Activity
Nothing but the lines below from the one containing "Target: dense cityscape" through the one containing "Where can the tall" should appear in the answer, exact and without pictures.

Extracted material
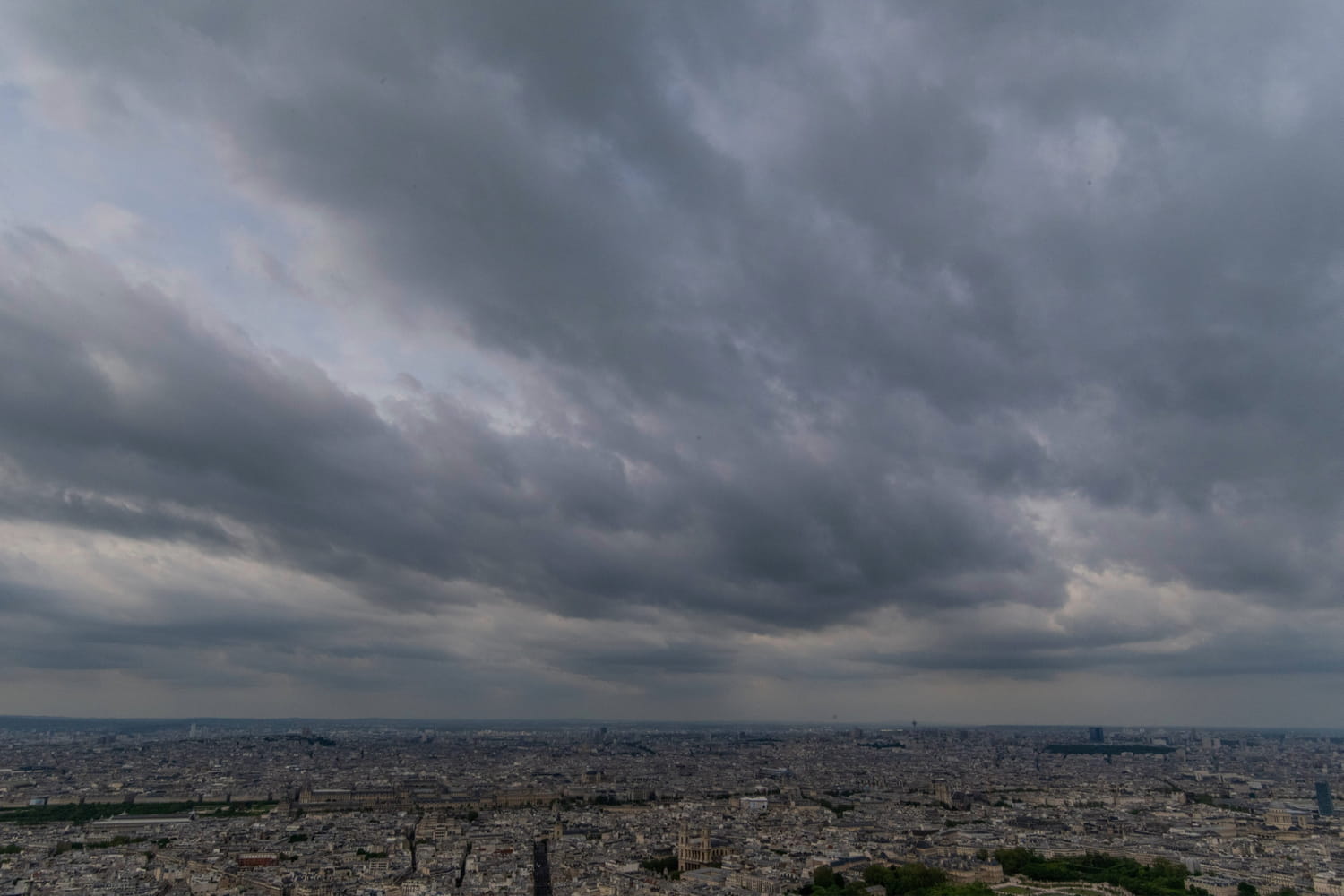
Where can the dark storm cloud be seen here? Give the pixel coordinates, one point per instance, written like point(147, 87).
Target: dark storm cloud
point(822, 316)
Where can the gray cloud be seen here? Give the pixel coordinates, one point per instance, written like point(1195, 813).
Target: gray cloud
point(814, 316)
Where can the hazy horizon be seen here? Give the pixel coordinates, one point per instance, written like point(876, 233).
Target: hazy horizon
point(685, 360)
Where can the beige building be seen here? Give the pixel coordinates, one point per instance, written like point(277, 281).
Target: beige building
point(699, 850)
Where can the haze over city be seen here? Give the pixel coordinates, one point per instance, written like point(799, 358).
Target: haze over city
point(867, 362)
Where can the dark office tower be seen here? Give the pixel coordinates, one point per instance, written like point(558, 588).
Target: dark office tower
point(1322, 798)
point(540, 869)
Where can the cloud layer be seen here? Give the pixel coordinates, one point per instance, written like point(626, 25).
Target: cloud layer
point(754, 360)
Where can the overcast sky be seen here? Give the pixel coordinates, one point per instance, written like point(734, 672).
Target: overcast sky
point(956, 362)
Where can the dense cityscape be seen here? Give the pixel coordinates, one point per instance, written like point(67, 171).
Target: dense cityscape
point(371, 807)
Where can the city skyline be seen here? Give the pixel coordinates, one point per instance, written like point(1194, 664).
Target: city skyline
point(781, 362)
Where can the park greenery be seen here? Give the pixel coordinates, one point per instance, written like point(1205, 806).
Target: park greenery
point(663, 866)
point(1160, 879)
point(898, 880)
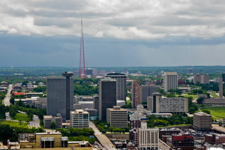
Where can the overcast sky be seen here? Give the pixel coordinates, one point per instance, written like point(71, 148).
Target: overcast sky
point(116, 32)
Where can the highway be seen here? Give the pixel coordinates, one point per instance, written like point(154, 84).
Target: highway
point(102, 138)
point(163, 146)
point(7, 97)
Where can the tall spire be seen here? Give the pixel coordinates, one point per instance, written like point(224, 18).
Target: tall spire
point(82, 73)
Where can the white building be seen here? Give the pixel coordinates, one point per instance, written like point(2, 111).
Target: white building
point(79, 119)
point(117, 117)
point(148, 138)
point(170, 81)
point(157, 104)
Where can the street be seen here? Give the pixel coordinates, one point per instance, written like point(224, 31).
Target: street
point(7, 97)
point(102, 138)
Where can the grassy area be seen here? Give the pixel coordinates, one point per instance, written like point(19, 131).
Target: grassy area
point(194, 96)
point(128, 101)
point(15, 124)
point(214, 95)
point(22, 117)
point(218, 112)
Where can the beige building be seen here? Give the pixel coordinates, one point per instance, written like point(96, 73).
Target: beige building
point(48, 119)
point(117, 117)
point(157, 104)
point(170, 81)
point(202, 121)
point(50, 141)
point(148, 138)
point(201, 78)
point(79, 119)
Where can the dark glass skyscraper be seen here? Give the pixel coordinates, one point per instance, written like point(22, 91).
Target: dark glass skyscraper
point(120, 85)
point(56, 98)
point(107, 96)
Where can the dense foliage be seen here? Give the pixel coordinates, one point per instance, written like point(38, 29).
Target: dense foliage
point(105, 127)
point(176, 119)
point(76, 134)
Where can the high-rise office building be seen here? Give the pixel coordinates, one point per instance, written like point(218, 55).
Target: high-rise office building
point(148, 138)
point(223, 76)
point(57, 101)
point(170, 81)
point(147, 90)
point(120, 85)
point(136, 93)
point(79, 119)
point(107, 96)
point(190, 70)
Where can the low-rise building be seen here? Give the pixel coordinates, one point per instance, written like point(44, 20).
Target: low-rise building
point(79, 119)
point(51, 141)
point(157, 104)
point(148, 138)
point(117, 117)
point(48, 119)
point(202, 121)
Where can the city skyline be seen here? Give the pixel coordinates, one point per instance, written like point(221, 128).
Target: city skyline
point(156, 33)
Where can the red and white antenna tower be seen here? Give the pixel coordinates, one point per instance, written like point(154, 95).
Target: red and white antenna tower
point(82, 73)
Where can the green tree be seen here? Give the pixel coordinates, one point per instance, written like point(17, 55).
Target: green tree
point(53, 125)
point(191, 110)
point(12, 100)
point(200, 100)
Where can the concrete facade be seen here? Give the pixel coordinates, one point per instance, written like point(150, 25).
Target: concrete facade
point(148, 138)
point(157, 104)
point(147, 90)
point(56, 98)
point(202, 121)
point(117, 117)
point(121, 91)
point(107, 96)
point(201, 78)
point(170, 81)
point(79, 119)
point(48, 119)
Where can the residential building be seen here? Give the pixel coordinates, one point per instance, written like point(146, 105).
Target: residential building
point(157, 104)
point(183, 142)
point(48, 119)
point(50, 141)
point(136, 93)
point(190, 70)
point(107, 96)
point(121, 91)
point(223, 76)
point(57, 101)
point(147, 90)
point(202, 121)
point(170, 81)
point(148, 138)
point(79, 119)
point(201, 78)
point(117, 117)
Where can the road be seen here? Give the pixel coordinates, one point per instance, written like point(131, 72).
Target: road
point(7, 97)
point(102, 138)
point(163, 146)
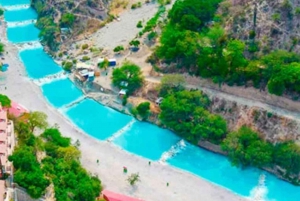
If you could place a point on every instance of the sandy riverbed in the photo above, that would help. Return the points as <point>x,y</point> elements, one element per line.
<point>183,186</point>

...

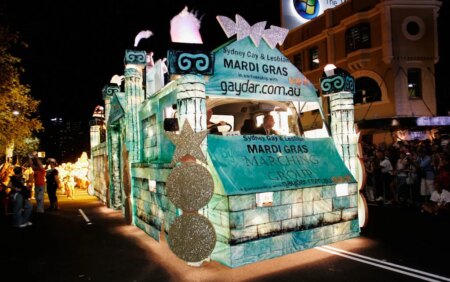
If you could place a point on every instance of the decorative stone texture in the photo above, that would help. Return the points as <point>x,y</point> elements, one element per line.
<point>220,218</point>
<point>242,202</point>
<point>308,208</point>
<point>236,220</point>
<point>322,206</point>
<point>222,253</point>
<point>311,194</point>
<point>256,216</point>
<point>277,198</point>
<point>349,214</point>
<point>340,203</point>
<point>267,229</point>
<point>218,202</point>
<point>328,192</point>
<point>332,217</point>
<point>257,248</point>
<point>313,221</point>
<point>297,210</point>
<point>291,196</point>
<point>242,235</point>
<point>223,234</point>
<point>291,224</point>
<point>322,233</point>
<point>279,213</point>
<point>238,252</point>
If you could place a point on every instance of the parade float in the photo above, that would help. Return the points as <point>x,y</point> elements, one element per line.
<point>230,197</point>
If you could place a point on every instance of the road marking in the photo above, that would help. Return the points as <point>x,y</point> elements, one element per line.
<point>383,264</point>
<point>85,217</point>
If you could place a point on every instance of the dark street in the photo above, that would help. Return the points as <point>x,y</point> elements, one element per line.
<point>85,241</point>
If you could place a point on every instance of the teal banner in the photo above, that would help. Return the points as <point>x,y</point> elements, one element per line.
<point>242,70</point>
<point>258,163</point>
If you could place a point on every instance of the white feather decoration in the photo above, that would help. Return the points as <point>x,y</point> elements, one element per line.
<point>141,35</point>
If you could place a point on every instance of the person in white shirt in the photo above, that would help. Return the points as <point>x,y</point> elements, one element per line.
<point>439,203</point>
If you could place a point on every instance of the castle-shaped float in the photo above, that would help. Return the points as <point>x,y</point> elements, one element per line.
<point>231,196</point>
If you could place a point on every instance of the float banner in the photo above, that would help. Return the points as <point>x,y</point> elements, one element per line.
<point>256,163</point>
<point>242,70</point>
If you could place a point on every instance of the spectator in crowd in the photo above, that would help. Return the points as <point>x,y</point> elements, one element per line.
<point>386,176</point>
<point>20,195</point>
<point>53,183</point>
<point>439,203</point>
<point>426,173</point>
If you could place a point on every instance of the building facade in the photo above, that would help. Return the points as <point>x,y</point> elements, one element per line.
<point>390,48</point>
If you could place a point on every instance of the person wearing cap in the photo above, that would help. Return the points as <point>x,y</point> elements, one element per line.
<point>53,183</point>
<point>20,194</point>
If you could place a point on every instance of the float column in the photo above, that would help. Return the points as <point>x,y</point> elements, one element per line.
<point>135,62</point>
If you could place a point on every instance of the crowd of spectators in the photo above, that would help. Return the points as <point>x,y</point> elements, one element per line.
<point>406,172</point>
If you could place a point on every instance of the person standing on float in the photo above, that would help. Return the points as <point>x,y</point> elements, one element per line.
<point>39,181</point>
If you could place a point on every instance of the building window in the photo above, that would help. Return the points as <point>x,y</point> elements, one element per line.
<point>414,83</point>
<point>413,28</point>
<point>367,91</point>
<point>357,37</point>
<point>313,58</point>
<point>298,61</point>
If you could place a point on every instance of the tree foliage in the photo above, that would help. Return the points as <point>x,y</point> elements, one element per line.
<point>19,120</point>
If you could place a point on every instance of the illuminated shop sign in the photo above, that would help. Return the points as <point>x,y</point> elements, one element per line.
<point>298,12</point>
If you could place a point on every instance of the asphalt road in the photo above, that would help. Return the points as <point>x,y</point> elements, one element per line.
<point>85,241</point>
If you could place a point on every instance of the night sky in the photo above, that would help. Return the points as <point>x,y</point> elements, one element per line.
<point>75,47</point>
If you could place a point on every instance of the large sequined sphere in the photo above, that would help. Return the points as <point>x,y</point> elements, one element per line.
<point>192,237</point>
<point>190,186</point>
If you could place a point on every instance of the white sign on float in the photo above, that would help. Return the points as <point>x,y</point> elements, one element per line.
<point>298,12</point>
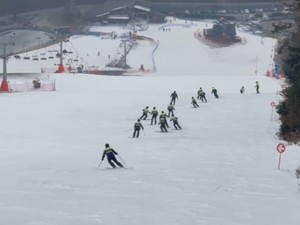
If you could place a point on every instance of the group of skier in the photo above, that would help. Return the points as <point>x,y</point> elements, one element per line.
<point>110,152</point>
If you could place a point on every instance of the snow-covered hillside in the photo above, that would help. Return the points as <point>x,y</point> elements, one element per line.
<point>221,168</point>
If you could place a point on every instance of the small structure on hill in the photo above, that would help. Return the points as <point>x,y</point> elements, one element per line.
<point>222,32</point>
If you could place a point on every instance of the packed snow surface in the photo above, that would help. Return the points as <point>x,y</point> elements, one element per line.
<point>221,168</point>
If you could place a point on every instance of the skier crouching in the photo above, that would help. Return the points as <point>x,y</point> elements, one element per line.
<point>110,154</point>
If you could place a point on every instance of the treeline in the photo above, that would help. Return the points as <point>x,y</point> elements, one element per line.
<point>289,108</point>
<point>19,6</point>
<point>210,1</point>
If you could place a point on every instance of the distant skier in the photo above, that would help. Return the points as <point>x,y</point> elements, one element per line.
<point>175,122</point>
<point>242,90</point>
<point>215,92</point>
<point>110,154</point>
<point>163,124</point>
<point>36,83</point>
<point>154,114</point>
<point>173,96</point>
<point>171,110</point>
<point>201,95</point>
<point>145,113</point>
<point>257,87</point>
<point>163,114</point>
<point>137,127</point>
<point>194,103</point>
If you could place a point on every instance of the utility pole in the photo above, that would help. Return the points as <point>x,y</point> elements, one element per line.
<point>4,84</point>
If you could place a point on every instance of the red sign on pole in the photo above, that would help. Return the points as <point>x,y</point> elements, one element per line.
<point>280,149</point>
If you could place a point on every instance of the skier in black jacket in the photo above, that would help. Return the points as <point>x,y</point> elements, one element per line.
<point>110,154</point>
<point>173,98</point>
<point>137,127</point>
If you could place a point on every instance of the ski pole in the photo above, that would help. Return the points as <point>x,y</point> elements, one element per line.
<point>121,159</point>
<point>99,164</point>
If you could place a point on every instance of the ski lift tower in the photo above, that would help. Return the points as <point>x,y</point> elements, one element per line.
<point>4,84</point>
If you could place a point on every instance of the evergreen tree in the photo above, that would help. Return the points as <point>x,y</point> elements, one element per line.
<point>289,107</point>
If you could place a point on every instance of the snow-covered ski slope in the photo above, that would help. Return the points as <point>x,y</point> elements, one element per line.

Your solution
Target: dense cityscape
point(371, 807)
Where can the city skyline be seen here? Give the pixel coordinates, one point per instance, written like point(1194, 664).
Target: city skyline
point(781, 362)
Where can the park greenery be seen here? Give the pixel coordinates, one point per instance, written like point(1205, 806).
Target: park greenery
point(663, 866)
point(1160, 879)
point(898, 880)
Where can the overcast sky be seen here? Give the pixel coordinates, one point per instance, written like point(71, 148).
Target: overcast sky
point(116, 32)
Where can the highway be seen here? Give the pixel coordinates, one point per instance, written like point(154, 84).
Target: highway
point(102, 138)
point(163, 146)
point(7, 97)
Where can the tall spire be seen here? Give the pixel coordinates, one point per instance, written like point(224, 18).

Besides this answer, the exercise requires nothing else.